▶ [YOUR GOAL]: All lines from the one with "Target: parsley garnish" through the final line of the records below must be written out exactly, with no other text.

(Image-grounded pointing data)
--- START ---

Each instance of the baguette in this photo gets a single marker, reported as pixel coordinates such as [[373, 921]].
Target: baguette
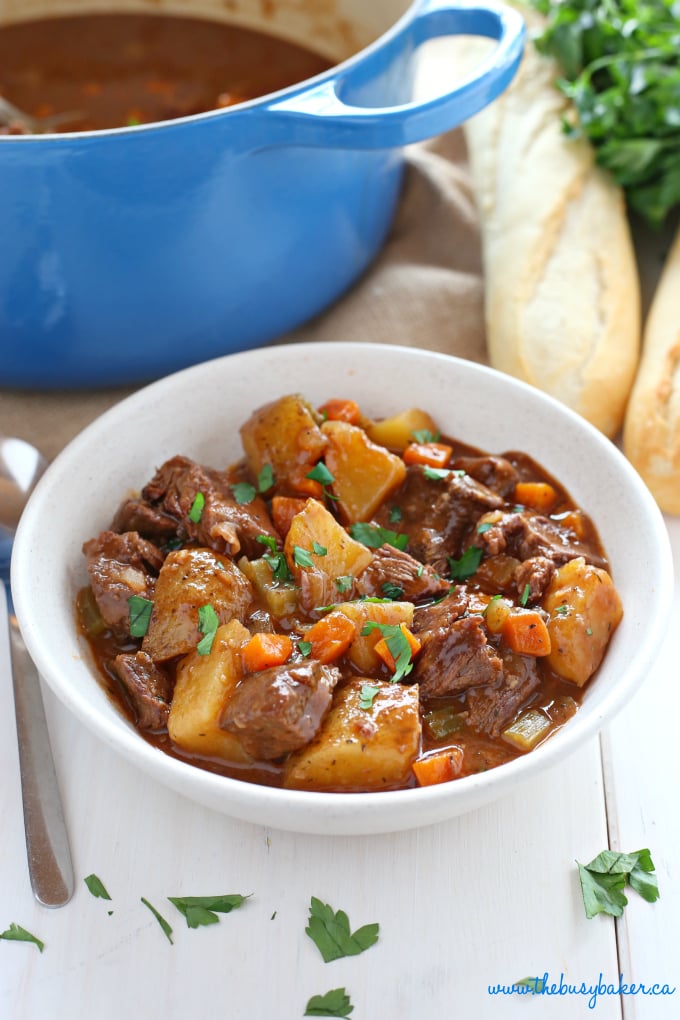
[[651, 428], [562, 290]]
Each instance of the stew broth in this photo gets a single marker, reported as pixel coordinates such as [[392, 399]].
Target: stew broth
[[122, 69]]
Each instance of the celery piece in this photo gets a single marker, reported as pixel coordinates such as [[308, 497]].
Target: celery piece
[[525, 731], [445, 721]]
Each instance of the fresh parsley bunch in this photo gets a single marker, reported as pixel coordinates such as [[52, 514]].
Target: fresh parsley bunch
[[621, 65]]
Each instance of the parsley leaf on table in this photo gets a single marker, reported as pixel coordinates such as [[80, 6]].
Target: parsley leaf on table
[[605, 878], [202, 910], [15, 933], [334, 1004], [329, 930]]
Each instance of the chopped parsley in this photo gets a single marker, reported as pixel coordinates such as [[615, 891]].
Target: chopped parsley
[[373, 536], [15, 933], [208, 623], [329, 930], [467, 565], [333, 1004], [97, 887], [604, 879], [140, 615], [203, 910], [197, 507]]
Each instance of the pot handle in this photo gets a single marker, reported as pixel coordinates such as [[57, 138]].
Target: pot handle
[[319, 117]]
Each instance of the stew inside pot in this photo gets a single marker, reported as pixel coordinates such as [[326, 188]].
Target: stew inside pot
[[356, 605], [121, 69]]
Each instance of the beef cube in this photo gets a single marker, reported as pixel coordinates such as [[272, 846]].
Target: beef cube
[[148, 686], [223, 524], [390, 568], [490, 709], [279, 710], [119, 566]]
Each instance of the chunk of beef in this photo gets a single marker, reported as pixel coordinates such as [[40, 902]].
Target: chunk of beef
[[455, 654], [526, 534], [224, 524], [537, 572], [119, 566], [492, 708], [150, 521], [396, 568], [439, 514], [280, 709], [494, 472], [148, 686]]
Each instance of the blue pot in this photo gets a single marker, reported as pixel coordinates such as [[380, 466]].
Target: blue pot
[[128, 254]]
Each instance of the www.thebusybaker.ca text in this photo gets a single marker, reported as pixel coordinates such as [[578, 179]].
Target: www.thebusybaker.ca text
[[544, 986]]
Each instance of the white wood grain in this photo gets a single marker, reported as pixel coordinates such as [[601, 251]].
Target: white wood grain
[[487, 899], [640, 753]]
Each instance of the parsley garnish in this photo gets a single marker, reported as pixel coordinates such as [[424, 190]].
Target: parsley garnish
[[208, 623], [167, 930], [97, 886], [329, 930], [604, 879], [374, 537], [203, 910], [334, 1004], [15, 933], [140, 615], [367, 696], [244, 492], [397, 643], [196, 510], [467, 565]]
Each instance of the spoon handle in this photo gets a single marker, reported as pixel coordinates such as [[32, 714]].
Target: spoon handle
[[50, 865]]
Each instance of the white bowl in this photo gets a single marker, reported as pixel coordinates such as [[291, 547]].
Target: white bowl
[[197, 412]]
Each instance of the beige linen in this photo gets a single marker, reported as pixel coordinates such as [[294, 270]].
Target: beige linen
[[423, 290]]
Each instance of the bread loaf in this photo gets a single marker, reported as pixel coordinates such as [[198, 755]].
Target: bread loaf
[[562, 290], [651, 430]]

--- END ---

▶ [ANSWER FOR THIS EXERCISE]:
Target: parsley garnish
[[208, 623], [167, 930], [97, 886], [329, 930], [604, 879], [374, 537], [203, 910], [334, 1004], [15, 933], [140, 615], [367, 696], [244, 492], [397, 643], [196, 510], [467, 565]]
Each instance of the spoon handle in this photo gets a single marker, reported as pixel coordinates such as [[32, 714]].
Target: spoon handle
[[50, 865]]
Each instance of the white bowl in this photo gets a single marker, reported as pixel coordinates such as [[291, 547]].
Target: white bowl
[[197, 412]]
Each instance of the beige linen in this photo gets a single marker, reported as pixel coordinates such as [[294, 270]].
Target: beige linen
[[423, 290]]
Each instance of the bread loaf in this photo gets a single marker, reported as pixel coordinates such as [[198, 755]].
Target: bread loaf
[[562, 290], [651, 430]]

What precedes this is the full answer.